> [RECORDED INFORMATION]
◆ ◆ ◆ ◆ ◆

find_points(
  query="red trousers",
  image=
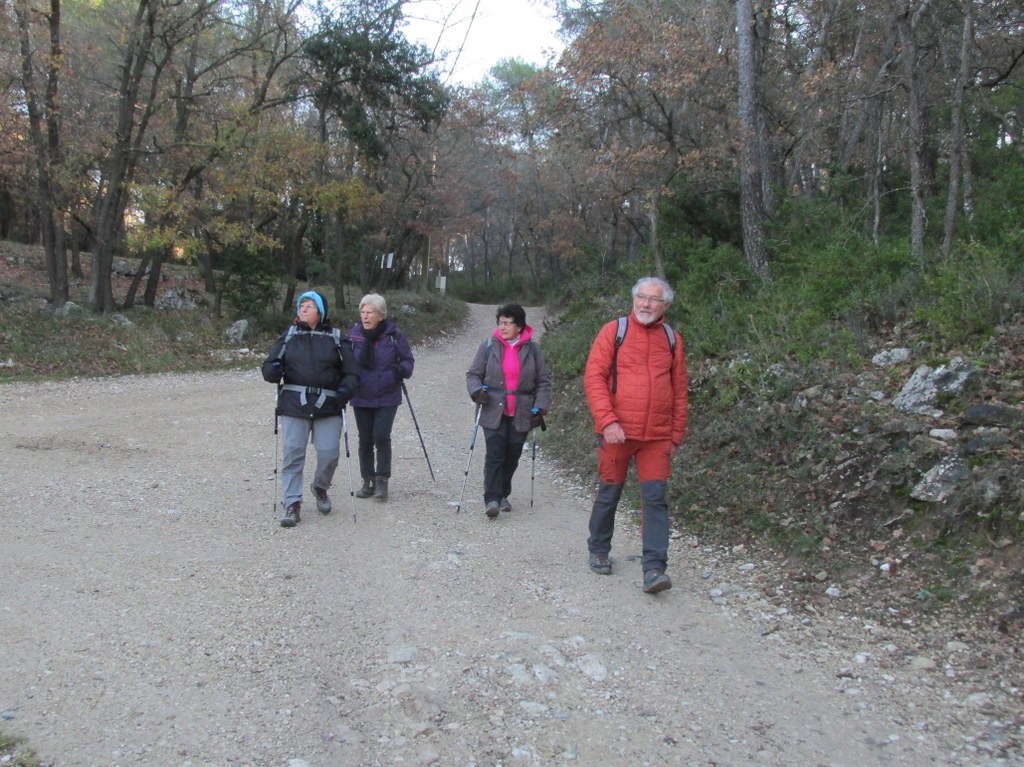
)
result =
(653, 460)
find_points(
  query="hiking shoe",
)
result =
(291, 517)
(655, 581)
(367, 489)
(323, 502)
(600, 563)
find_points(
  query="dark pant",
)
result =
(375, 433)
(504, 449)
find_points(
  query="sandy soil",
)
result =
(153, 611)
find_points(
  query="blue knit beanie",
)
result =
(317, 299)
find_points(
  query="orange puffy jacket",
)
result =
(650, 398)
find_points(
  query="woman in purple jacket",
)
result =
(384, 359)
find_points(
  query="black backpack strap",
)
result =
(620, 337)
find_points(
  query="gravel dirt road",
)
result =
(153, 611)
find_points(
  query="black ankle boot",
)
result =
(291, 517)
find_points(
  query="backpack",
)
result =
(624, 324)
(334, 333)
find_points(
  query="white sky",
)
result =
(501, 29)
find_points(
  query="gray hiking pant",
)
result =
(654, 520)
(296, 433)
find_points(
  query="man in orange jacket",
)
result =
(636, 386)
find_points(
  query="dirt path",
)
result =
(153, 612)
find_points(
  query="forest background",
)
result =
(819, 179)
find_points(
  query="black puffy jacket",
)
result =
(321, 361)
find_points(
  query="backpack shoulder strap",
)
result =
(672, 339)
(288, 337)
(621, 336)
(621, 328)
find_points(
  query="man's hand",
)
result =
(613, 434)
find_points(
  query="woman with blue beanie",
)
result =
(315, 373)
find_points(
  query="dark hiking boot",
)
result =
(367, 489)
(291, 517)
(323, 502)
(600, 563)
(655, 581)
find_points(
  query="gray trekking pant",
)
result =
(654, 522)
(296, 432)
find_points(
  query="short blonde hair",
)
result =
(376, 302)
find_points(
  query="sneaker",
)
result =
(291, 517)
(655, 581)
(323, 502)
(600, 563)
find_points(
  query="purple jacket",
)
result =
(380, 384)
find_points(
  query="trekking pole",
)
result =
(348, 455)
(273, 501)
(418, 433)
(472, 443)
(532, 464)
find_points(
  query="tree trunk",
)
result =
(751, 201)
(116, 176)
(915, 125)
(957, 142)
(653, 216)
(46, 145)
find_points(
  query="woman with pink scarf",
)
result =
(509, 382)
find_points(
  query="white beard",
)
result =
(645, 320)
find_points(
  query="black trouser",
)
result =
(504, 449)
(375, 432)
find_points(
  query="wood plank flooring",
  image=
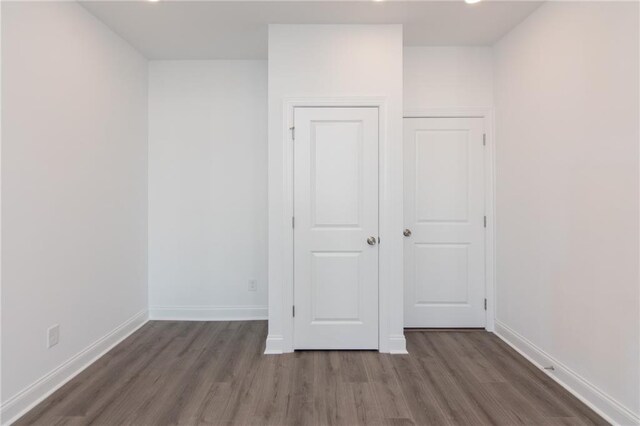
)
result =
(214, 373)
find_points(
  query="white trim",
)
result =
(489, 192)
(387, 341)
(274, 345)
(25, 400)
(398, 345)
(207, 313)
(606, 406)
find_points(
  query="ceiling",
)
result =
(238, 29)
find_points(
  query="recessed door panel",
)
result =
(442, 274)
(442, 178)
(337, 286)
(336, 192)
(444, 209)
(336, 212)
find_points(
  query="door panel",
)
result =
(444, 209)
(336, 210)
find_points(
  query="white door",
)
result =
(336, 212)
(444, 216)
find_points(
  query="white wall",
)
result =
(567, 197)
(447, 77)
(74, 193)
(328, 61)
(207, 189)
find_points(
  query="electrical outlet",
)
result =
(253, 285)
(53, 335)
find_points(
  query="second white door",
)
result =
(444, 214)
(336, 228)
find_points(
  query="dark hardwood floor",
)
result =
(215, 373)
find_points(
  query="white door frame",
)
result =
(489, 193)
(387, 313)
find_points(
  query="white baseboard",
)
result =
(603, 404)
(397, 345)
(274, 345)
(208, 313)
(18, 405)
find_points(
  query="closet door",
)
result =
(336, 228)
(444, 218)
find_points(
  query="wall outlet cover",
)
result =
(53, 335)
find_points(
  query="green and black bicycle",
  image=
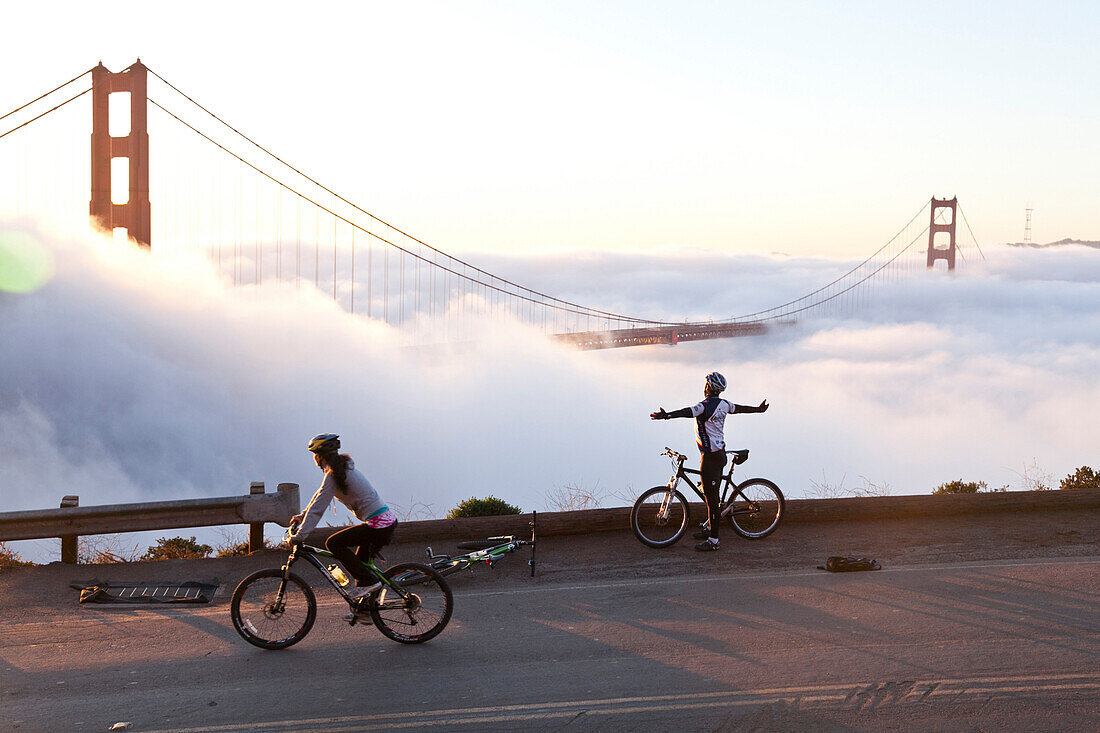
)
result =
(486, 551)
(276, 608)
(661, 515)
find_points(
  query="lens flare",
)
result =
(25, 265)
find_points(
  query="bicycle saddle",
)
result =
(739, 456)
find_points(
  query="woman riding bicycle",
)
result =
(352, 489)
(710, 420)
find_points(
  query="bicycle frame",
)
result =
(488, 555)
(312, 556)
(728, 490)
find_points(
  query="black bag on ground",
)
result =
(837, 564)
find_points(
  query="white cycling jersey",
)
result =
(710, 423)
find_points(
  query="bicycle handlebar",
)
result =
(673, 455)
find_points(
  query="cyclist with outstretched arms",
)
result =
(710, 435)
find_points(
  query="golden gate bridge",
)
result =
(259, 218)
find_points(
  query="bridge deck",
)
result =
(669, 335)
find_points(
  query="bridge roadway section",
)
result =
(974, 623)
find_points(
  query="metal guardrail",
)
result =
(799, 511)
(72, 520)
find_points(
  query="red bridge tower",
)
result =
(133, 215)
(934, 228)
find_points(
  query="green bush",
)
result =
(10, 558)
(1082, 478)
(237, 548)
(171, 548)
(488, 506)
(960, 487)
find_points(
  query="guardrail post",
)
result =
(68, 542)
(256, 528)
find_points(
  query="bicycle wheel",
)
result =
(271, 614)
(756, 509)
(660, 516)
(419, 616)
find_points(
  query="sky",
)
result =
(710, 159)
(151, 378)
(795, 127)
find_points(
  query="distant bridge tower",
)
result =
(133, 215)
(934, 228)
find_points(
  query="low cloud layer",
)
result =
(138, 378)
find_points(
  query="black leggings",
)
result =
(711, 468)
(355, 546)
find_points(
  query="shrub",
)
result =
(237, 548)
(960, 487)
(171, 548)
(488, 506)
(10, 558)
(103, 549)
(1082, 478)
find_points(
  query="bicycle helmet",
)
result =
(326, 442)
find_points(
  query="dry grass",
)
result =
(574, 498)
(825, 489)
(105, 549)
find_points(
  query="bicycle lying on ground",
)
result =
(276, 608)
(661, 515)
(483, 550)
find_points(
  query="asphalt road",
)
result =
(987, 645)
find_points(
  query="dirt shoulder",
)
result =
(43, 591)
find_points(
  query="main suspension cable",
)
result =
(45, 95)
(421, 242)
(52, 109)
(568, 306)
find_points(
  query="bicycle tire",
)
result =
(761, 523)
(481, 544)
(649, 528)
(431, 599)
(260, 623)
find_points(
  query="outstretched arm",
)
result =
(661, 415)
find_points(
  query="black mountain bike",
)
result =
(275, 608)
(661, 515)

◆ ◆ ◆ ◆ ◆

> [TO DO] Across the entries above, tally every line that includes the string "trekking", then state only the count.

> [EXERCISE SOLUTION] 2